> _What to produce_:
Your reply must be the number of lines in the entries that hold the word "bearskin", and nothing else.

> _Dataset items_:
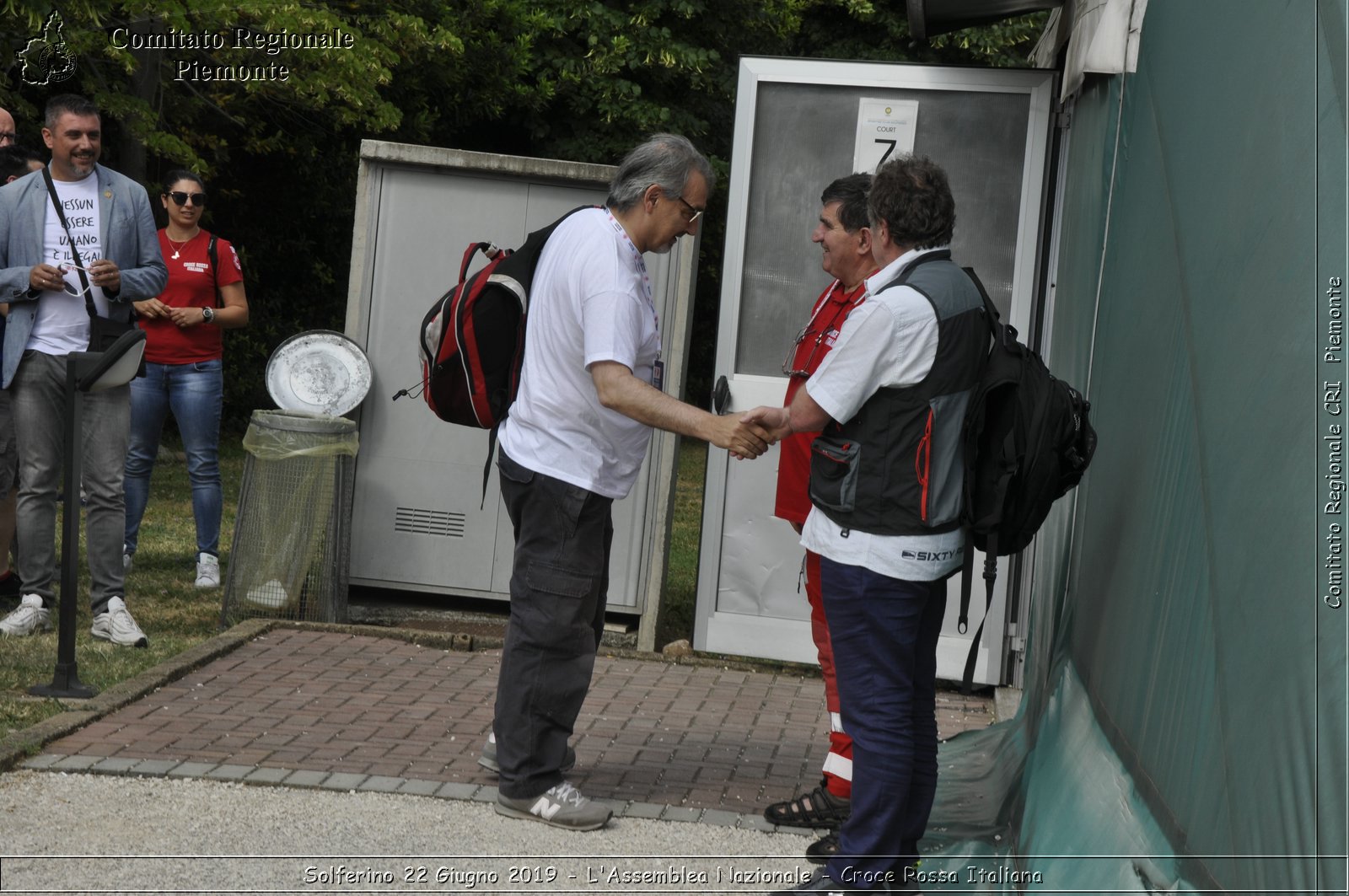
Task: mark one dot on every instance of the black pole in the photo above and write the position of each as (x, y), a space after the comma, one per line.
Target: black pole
(65, 680)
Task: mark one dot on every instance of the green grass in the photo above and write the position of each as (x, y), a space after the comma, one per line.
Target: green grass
(175, 615)
(159, 594)
(680, 594)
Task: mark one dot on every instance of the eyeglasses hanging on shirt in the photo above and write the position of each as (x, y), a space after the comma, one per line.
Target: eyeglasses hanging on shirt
(71, 287)
(831, 328)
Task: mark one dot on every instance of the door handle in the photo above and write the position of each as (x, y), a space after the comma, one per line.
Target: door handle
(721, 394)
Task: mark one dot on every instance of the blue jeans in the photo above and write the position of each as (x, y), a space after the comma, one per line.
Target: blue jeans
(884, 633)
(193, 393)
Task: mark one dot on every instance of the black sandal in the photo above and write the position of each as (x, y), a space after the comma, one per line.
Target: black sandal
(818, 808)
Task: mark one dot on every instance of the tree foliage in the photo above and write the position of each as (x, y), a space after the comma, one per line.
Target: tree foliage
(580, 80)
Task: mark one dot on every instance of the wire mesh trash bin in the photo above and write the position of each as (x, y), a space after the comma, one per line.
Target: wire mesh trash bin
(292, 548)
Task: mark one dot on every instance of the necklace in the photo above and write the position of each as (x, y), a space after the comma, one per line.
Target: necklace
(179, 247)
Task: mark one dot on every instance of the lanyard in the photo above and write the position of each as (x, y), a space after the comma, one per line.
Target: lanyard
(647, 278)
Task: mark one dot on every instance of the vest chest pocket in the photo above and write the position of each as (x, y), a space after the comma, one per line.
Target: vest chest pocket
(834, 473)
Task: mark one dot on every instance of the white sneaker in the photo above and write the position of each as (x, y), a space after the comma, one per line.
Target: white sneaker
(29, 617)
(208, 571)
(560, 806)
(118, 626)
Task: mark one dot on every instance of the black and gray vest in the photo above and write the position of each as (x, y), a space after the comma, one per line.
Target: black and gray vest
(896, 467)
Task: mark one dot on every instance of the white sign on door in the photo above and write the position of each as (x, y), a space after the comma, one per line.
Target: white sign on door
(884, 130)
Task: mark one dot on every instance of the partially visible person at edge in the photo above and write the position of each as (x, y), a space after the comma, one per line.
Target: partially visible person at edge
(897, 384)
(184, 372)
(114, 233)
(15, 162)
(572, 444)
(846, 242)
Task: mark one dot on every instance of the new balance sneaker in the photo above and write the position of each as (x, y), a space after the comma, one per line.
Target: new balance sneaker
(27, 619)
(116, 625)
(487, 756)
(208, 571)
(560, 806)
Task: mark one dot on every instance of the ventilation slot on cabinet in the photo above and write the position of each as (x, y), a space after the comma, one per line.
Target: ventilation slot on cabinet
(429, 523)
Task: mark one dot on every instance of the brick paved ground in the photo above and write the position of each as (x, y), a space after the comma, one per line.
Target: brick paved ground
(651, 732)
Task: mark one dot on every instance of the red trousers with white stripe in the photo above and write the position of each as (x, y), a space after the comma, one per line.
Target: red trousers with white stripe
(838, 764)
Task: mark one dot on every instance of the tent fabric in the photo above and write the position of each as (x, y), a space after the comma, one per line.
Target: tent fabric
(1185, 706)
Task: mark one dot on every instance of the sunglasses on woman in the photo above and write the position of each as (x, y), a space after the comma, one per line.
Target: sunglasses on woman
(181, 199)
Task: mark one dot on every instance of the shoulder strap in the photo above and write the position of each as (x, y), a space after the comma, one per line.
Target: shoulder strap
(215, 269)
(939, 255)
(74, 253)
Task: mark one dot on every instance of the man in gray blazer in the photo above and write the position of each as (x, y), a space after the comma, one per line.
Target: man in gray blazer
(112, 231)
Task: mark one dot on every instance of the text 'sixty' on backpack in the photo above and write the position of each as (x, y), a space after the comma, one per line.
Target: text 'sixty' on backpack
(472, 339)
(1027, 443)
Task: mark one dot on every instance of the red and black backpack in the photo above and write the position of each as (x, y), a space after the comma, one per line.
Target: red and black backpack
(472, 339)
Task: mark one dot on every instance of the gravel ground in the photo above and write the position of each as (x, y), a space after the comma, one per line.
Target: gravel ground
(94, 833)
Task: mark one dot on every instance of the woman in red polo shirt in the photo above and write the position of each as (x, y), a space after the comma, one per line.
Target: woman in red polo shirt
(182, 366)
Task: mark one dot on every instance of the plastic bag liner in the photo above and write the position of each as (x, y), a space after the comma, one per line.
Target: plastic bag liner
(278, 435)
(290, 554)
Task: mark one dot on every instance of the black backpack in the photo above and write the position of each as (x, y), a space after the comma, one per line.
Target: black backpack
(1027, 443)
(472, 339)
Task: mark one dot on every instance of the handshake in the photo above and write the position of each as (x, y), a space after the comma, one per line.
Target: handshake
(749, 435)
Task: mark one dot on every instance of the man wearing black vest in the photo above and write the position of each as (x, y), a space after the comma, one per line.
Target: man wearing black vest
(885, 487)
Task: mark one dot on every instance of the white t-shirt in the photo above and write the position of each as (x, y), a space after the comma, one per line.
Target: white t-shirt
(590, 303)
(888, 341)
(61, 325)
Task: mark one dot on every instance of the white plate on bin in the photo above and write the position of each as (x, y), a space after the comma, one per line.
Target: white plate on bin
(320, 372)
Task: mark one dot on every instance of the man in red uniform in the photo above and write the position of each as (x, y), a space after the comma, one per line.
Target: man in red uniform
(845, 235)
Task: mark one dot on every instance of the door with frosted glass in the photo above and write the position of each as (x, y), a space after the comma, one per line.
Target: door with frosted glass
(799, 125)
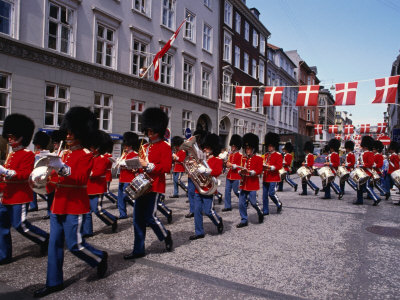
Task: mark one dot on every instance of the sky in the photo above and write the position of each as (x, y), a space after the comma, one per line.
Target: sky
(348, 40)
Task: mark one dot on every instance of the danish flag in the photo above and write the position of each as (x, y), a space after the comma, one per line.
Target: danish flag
(386, 89)
(243, 97)
(333, 129)
(381, 128)
(273, 96)
(365, 128)
(317, 129)
(346, 93)
(348, 129)
(164, 50)
(308, 95)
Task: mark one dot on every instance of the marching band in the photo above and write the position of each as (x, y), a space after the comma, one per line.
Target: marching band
(78, 178)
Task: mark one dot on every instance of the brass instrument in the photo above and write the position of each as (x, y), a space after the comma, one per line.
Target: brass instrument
(205, 184)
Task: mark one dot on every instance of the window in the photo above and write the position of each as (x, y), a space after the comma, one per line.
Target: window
(56, 104)
(166, 69)
(105, 46)
(207, 37)
(205, 84)
(237, 57)
(246, 31)
(190, 29)
(137, 107)
(255, 38)
(142, 6)
(238, 22)
(228, 14)
(246, 63)
(139, 57)
(262, 45)
(59, 35)
(187, 77)
(187, 121)
(168, 13)
(261, 72)
(5, 95)
(103, 110)
(227, 47)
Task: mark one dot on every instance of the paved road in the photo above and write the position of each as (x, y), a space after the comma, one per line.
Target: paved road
(316, 249)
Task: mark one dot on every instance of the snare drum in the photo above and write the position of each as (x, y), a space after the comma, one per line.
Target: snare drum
(304, 172)
(139, 185)
(326, 174)
(343, 173)
(359, 176)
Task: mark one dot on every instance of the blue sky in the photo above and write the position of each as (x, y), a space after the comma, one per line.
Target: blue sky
(349, 40)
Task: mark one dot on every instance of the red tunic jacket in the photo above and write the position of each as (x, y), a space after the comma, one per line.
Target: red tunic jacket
(160, 155)
(178, 167)
(125, 175)
(255, 163)
(71, 191)
(97, 183)
(234, 158)
(274, 160)
(16, 190)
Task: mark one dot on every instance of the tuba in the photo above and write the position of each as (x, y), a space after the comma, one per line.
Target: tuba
(205, 184)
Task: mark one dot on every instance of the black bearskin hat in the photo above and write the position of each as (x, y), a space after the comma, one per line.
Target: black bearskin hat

> _Finished task_:
2